*** Begin section ***
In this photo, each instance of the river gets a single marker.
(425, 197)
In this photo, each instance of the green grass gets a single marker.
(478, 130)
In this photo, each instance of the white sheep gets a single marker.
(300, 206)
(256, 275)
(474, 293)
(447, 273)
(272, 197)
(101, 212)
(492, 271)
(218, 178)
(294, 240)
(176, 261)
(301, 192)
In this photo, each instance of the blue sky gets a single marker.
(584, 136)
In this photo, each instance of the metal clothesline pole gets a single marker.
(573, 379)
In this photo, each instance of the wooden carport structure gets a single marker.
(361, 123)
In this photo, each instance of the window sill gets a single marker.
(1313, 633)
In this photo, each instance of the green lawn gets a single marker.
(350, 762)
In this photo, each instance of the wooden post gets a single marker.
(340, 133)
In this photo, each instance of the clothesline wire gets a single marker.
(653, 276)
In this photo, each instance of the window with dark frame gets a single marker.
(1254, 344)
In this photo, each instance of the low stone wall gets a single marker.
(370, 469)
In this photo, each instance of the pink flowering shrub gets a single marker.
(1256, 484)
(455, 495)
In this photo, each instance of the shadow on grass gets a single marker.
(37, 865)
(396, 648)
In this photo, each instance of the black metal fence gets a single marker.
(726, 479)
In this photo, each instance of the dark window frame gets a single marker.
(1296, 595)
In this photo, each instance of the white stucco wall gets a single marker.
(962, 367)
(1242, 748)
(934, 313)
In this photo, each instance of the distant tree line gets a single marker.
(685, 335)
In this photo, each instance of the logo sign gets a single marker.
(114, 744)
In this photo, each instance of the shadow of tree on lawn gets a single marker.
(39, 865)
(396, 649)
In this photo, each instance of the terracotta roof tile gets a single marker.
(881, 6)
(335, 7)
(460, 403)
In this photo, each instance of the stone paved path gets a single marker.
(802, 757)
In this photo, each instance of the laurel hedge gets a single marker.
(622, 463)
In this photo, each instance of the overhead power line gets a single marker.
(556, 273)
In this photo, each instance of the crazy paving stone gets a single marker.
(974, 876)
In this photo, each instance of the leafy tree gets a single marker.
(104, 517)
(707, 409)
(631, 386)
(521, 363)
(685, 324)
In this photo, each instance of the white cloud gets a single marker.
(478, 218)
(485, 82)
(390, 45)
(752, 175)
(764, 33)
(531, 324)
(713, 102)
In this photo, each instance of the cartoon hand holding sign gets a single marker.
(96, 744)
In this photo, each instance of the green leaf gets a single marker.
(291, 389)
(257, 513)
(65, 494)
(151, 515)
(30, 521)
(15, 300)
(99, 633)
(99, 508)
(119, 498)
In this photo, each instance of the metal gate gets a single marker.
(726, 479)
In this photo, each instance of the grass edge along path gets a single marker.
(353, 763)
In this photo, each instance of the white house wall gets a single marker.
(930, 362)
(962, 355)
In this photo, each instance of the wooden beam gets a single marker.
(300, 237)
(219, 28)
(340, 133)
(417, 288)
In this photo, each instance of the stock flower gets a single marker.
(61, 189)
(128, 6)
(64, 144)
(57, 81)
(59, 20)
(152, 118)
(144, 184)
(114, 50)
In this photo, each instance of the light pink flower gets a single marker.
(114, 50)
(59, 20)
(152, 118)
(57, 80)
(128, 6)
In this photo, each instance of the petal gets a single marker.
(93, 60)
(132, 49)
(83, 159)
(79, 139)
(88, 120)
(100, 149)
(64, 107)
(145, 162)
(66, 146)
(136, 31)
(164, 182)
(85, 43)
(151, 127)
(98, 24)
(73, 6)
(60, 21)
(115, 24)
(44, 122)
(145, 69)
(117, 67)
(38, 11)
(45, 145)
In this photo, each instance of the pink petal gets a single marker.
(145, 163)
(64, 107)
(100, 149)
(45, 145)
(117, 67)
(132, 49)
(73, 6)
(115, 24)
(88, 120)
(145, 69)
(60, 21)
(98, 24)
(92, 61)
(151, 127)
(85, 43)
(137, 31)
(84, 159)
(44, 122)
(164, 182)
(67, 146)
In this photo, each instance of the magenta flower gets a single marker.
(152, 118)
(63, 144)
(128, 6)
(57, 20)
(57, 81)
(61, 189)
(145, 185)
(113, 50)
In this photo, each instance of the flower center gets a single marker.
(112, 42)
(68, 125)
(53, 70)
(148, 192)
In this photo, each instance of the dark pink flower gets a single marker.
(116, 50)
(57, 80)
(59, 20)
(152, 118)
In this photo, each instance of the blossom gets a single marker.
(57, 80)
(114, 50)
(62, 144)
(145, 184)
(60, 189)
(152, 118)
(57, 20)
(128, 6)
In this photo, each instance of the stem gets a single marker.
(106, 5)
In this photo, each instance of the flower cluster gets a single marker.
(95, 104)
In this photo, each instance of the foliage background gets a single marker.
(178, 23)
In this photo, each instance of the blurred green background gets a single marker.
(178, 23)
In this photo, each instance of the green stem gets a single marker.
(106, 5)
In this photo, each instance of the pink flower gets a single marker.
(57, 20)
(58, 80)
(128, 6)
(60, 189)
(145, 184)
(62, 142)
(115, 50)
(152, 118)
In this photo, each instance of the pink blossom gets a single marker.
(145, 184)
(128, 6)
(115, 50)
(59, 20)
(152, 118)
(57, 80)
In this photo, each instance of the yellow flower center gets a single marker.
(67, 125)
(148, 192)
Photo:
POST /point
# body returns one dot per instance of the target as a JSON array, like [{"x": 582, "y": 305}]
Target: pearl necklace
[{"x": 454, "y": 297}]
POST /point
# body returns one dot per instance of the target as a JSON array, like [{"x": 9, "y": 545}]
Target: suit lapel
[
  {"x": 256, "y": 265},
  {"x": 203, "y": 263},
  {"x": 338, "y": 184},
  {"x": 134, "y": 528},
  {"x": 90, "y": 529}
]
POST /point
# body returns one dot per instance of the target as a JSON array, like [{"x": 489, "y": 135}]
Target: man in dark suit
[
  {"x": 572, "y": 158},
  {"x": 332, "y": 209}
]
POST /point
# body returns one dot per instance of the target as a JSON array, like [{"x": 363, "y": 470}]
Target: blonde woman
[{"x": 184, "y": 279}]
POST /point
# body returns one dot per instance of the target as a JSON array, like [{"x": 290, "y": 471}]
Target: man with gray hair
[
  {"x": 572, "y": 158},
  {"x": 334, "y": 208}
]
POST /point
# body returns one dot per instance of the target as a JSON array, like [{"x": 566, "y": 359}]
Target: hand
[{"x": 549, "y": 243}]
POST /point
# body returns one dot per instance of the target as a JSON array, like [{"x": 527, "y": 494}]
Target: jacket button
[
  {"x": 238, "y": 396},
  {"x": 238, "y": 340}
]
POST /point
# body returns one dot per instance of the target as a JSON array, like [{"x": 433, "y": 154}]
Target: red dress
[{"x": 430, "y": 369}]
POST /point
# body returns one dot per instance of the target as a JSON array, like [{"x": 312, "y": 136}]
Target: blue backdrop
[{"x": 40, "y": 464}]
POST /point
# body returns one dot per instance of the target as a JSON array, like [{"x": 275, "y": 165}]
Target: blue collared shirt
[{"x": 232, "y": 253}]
*** End section ***
* [Required action]
Return only this span, exactly: the line that contains "Target: jacket button" and all lines after it to the end of the records.

* [Written answer]
Target: jacket button
[
  {"x": 238, "y": 396},
  {"x": 238, "y": 340}
]
POST /point
# body returns one dot per instance of the target as a JSON array, like [{"x": 433, "y": 154}]
Target: red dress
[{"x": 430, "y": 369}]
POST /point
# body returns one dot per instance of the target as a JSON array, like [{"x": 312, "y": 136}]
Target: blue backdrop
[{"x": 40, "y": 464}]
POST /point
# body returns one dot per instance of the target as a JSON array, like [{"x": 275, "y": 165}]
Target: blue collared shirt
[{"x": 232, "y": 253}]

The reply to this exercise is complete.